THE TASK> Reproduce the entries below verbatim, starting at their first line and ending with the line that contains "[0,361,670,502]", including that line.

LISTED ENTRIES>
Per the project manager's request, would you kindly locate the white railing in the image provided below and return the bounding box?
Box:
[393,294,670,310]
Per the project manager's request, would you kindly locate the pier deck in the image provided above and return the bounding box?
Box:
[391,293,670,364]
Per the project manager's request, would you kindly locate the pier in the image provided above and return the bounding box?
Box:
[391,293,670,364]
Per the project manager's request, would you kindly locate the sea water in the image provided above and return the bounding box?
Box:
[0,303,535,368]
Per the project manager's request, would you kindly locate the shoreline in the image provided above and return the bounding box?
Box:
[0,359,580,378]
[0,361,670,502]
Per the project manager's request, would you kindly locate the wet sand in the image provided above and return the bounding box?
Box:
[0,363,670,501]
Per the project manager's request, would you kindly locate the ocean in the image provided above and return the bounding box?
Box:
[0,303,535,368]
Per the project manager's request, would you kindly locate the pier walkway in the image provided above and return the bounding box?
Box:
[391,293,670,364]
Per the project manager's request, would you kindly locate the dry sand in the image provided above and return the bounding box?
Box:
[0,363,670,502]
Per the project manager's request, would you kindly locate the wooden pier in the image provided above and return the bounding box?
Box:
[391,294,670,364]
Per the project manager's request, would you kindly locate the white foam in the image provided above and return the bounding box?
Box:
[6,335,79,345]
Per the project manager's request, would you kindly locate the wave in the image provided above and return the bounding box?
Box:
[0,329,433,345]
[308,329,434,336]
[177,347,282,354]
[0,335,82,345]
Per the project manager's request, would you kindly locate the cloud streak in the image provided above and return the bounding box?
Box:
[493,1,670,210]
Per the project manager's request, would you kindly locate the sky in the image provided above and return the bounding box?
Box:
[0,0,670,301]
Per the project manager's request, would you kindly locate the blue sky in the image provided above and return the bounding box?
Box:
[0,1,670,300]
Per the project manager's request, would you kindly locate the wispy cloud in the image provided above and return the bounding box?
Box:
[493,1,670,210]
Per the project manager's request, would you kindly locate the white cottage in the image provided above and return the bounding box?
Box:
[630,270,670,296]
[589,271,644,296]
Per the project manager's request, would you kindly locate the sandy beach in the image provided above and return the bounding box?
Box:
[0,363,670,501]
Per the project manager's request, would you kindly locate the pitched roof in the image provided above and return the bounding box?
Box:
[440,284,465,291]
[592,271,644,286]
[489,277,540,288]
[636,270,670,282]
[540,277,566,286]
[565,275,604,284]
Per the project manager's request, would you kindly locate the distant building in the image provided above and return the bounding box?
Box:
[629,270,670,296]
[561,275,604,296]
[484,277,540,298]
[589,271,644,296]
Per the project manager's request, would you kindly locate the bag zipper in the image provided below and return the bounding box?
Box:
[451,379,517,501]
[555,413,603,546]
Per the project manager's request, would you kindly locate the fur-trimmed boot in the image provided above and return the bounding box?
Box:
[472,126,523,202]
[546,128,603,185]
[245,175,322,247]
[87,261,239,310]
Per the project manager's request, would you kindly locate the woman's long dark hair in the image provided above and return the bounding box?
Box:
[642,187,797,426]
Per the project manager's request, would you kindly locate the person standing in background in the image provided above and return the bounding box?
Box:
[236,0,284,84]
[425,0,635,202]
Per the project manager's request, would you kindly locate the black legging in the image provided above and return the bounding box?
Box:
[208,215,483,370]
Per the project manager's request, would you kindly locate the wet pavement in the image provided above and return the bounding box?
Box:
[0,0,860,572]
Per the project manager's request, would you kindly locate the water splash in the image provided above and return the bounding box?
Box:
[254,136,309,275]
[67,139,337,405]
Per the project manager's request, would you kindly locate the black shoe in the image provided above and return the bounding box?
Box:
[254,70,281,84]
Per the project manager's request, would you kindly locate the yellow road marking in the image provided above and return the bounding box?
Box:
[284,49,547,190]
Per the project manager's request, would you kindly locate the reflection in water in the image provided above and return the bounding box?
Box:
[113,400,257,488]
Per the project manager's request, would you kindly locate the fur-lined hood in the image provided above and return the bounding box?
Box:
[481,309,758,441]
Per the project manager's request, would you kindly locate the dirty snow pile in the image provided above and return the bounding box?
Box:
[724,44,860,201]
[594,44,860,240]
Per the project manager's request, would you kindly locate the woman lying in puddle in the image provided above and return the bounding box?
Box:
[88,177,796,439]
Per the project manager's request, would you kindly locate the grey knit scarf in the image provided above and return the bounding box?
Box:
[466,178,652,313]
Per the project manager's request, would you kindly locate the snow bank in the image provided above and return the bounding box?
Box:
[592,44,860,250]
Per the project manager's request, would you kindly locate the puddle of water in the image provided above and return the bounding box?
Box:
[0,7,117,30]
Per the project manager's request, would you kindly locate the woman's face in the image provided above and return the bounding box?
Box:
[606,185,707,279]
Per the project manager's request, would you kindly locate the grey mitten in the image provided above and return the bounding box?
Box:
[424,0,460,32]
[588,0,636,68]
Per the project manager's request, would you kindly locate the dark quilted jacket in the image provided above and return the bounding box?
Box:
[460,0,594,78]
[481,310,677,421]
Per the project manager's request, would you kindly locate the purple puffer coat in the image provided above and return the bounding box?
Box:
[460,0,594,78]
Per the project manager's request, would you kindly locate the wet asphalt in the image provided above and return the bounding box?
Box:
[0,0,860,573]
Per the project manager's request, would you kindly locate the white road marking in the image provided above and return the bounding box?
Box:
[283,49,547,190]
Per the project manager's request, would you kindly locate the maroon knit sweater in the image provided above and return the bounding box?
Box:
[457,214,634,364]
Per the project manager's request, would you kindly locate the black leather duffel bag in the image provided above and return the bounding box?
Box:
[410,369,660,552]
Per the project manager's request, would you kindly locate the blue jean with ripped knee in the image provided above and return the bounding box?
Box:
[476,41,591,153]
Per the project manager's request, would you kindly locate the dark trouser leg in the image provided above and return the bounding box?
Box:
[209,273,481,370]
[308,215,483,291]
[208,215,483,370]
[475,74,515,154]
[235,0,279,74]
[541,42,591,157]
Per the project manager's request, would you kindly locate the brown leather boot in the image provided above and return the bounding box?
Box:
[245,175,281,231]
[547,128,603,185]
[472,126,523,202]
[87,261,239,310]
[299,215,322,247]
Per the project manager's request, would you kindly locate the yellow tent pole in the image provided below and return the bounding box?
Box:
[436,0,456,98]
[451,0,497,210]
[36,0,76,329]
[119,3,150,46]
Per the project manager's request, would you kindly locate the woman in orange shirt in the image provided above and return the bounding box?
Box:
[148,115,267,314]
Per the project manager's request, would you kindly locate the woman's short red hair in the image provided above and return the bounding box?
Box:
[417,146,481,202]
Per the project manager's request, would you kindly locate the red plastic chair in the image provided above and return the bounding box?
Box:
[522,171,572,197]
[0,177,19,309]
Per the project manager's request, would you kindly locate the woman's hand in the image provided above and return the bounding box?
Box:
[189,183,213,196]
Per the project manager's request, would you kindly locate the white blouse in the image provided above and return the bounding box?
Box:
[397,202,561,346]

WRITTEN ANSWER>
Per the project manager's request, would you kindly locate the white railing in the image provided below and return the bounding box?
Box:
[393,294,670,310]
Per the project manager's request, would you kindly locate the pier deck in the image provided above and return the bounding box?
Box:
[391,293,670,364]
Per the project manager's request, would you kindly locate the pier in the image provided above and return the bounding box?
Box:
[391,293,670,364]
Per the project manager's request, would you kindly locate the sea water in the image provided above and return the bounding box?
Box:
[0,303,535,368]
Per the project manager's request, would you kindly locate the shoreline in the image provided above and return the bounding box?
Box:
[0,359,580,378]
[0,361,670,502]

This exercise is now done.